== Data for the task

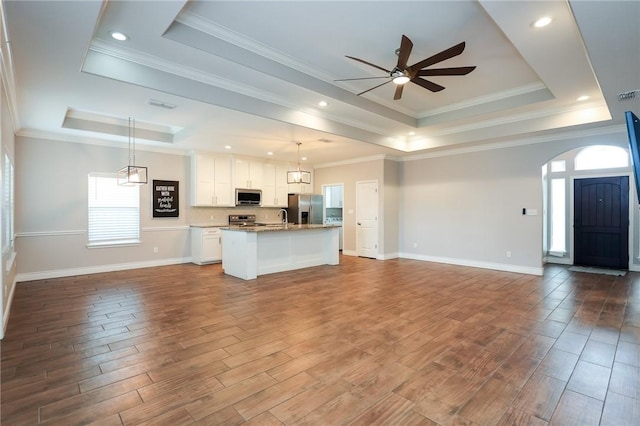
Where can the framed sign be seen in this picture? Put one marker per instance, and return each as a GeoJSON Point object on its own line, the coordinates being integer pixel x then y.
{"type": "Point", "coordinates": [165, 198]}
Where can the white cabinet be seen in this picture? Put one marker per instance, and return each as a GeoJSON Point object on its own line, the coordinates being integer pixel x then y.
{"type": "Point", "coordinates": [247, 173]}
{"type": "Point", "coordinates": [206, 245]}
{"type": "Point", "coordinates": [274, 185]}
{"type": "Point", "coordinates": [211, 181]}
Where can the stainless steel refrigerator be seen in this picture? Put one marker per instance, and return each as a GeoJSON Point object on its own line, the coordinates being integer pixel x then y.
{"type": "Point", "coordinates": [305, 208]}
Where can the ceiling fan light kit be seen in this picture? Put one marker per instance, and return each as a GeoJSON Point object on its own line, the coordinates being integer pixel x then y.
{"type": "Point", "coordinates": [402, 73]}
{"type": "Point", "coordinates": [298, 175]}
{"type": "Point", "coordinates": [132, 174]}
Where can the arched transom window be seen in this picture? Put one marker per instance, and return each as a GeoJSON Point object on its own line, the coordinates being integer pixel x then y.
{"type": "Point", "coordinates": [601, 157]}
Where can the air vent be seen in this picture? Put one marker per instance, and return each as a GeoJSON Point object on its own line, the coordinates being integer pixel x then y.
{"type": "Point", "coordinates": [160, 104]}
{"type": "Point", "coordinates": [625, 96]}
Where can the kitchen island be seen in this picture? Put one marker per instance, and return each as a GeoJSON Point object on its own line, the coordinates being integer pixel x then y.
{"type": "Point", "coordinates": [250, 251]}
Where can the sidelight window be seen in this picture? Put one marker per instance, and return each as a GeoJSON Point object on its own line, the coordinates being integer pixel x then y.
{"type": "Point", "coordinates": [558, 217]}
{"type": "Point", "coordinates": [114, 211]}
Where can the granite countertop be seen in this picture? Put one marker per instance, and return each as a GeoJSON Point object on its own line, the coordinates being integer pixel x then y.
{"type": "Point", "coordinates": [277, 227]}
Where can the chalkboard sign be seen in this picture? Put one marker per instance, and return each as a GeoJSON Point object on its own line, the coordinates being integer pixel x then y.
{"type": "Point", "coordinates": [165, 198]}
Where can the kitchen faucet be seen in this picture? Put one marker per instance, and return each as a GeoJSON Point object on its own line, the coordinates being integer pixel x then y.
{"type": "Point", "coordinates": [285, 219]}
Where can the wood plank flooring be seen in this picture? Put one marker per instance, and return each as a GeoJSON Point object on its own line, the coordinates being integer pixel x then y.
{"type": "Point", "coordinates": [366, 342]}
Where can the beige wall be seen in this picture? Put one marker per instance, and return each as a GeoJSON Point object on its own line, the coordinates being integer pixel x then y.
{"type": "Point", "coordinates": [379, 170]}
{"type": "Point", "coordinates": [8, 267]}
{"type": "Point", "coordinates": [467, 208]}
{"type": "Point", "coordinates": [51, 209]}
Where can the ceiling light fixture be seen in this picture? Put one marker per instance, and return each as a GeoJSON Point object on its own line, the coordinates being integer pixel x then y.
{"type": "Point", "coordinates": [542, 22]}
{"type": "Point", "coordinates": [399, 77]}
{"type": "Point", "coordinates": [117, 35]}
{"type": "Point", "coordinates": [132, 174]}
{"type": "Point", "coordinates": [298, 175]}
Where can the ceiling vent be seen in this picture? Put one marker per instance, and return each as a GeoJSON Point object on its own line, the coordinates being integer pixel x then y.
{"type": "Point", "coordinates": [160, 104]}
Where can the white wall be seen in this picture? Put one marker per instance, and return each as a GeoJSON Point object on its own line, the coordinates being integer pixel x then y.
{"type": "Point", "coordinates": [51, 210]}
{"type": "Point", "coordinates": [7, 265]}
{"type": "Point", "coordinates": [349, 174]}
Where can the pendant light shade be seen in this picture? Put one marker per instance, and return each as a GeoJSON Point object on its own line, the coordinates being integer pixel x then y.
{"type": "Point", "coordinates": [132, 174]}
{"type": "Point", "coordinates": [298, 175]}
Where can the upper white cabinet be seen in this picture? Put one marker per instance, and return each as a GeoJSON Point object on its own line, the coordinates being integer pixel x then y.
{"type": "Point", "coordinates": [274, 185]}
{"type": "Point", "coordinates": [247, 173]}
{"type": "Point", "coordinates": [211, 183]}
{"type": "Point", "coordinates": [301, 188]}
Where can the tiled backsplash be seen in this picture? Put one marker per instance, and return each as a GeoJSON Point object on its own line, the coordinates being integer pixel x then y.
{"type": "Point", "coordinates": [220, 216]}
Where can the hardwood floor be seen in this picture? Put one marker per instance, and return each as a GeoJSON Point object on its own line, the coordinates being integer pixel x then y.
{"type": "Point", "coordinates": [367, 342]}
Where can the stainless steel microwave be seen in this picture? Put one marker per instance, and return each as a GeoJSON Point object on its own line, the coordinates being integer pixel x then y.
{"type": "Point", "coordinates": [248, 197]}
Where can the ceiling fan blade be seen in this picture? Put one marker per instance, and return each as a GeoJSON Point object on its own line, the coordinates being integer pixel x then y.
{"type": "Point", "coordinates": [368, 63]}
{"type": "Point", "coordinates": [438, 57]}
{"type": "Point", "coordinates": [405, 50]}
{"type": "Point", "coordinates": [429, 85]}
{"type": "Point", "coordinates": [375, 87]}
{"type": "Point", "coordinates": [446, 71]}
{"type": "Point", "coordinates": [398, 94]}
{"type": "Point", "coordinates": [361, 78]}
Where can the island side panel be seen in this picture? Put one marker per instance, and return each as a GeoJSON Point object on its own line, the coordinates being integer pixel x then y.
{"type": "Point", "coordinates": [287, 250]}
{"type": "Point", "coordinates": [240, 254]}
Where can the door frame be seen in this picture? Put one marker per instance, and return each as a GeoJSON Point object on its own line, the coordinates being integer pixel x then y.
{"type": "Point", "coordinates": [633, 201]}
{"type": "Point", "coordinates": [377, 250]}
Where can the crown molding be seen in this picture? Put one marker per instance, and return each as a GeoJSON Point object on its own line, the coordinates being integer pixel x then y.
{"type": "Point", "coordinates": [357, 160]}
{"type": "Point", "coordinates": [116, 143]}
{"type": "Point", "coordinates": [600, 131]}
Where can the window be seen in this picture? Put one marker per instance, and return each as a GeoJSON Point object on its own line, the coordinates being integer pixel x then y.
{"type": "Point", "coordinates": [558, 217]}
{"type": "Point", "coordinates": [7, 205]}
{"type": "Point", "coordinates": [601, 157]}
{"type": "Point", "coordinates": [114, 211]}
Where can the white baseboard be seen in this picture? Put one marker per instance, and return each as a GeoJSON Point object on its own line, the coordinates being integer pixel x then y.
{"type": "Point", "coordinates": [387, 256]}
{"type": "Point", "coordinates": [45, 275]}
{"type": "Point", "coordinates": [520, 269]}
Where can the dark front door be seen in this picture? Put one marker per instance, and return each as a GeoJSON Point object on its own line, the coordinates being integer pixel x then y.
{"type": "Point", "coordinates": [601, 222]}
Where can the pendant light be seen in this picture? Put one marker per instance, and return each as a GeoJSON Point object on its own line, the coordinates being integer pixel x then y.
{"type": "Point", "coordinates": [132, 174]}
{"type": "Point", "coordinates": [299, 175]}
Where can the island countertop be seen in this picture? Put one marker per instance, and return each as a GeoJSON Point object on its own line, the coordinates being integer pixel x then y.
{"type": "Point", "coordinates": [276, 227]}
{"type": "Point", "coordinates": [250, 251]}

====

→ **Given task**
Starting at the line that contains "Where can the pendant light be" and running through the end of the items, rescale the lines: reproduce each one, requests included, with every pixel coordinate in the answers multiplied by 2.4 and rounded to a whole number, halves rounding up.

→ **Full answer**
Where can the pendant light be seen in this picture? Put one marker per instance, and return each as a GeoJSON Point object on its own line, the coordinates being integer pixel x then y.
{"type": "Point", "coordinates": [317, 418]}
{"type": "Point", "coordinates": [718, 420]}
Where can the island countertop be seen in this picture? Put one marker per instance, and return each as a GeoJSON Point object on its own line, the coordinates being integer pixel x then y.
{"type": "Point", "coordinates": [662, 545]}
{"type": "Point", "coordinates": [600, 602]}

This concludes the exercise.